Trabajo requerido
Transcribe sin cambios una parte del relato sobre el Tarlà. Empieza en las palabras "Y entonces, apareció" y detente después de "que la padecían.".

Fragmento del documento
┄┄┄┄┄┄┄┄┄┄

OCURRIÓ en el tiempo en el que la peste asolaba las ciudades. Un brote se declaró en la calle Argenteria y, para que no se expandiera, sus vecinos debieron guardar cuarentena. La calle, corta y estrecha, fue cerrada en sus extremos mediante cañas. Los vecinos, temerosos, tampoco salían de sus casas, consumiendo sus días entre el miedo y el aburrimiento.
Y entonces, apareció él, el Tarlà. Era un joven que, incansable, se pasaba el día haciendo acrobacias y cabriolas entre los balcones para divertir a niños y mayores. No perdió el humor ni las ganas de fiesta durante toda la cuarentena, consiguiendo hacerla más llevadera para todos los que la padecían.
Después, no está claro qué ocurrió. Hay quien dice que se contagió de la peste y murió. En otro final, más halagüeño, se enamora de la hija del pastelero y acaban casándose. En cualquiera de los casos, se trata de un final feliz: el de una vida cumplida, el de quien saca los pies del tiesto por hacer lo que cree que debe de hacer y con ello cambia la existencia de quienes le rodean.

┄┄┄┄┄┄┄┄┄┄

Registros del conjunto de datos
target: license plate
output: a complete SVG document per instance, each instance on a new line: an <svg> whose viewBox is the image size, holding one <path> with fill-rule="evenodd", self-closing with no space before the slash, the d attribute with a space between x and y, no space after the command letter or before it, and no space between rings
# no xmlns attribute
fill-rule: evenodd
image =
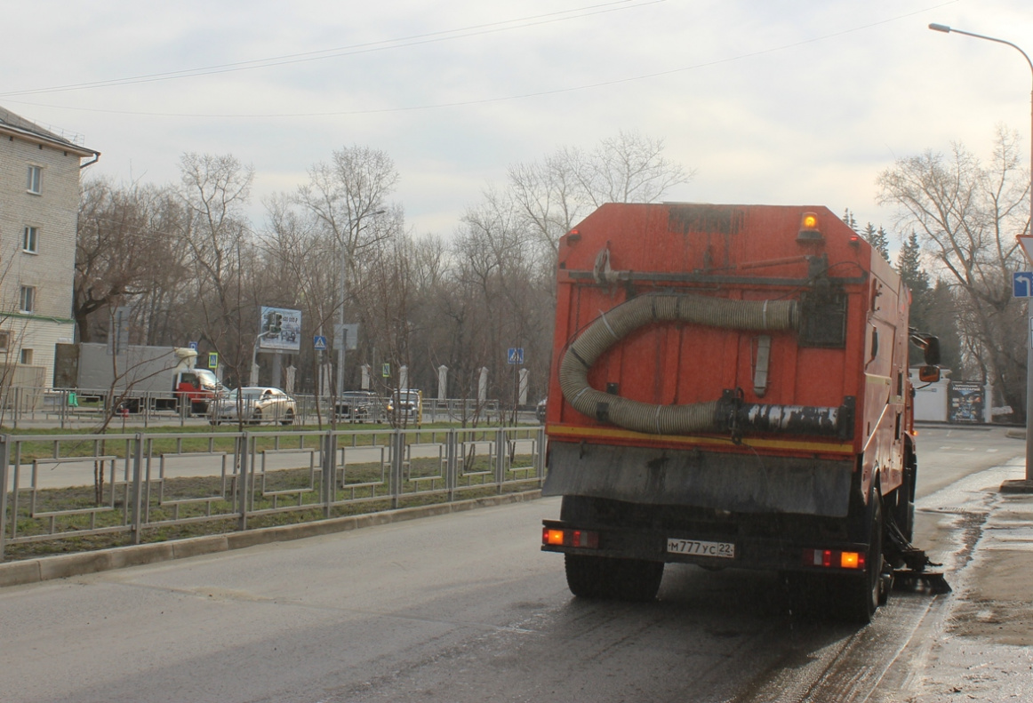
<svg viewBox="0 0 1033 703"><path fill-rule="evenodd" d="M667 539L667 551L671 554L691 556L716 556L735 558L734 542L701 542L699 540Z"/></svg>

┄┄┄┄┄┄┄┄┄┄

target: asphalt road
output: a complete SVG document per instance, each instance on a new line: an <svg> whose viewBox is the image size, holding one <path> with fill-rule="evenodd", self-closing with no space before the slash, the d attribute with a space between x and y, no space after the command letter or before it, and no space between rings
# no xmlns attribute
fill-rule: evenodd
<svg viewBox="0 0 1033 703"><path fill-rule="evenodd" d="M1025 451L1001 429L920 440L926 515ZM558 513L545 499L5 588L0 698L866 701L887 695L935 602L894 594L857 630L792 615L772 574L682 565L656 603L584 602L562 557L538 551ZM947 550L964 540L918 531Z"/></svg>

┄┄┄┄┄┄┄┄┄┄

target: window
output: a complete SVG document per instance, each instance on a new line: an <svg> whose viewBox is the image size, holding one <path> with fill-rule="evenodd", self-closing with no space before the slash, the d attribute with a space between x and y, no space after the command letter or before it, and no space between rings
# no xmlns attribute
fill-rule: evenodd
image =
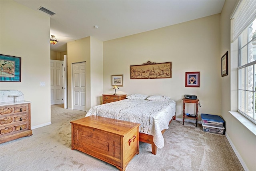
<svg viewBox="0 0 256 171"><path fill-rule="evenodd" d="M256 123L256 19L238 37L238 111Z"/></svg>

┄┄┄┄┄┄┄┄┄┄

Tu respuesta
Y entonces, apareció él, el Tarlà. Era un joven que, incansable, se pasaba el día haciendo acrobacias y cabriolas entre los balcones para divertir a niños y mayores. No perdió el humor ni las ganas de fiesta durante toda la cuarentena, consiguiendo hacerla más llevadera para todos los que la padecían.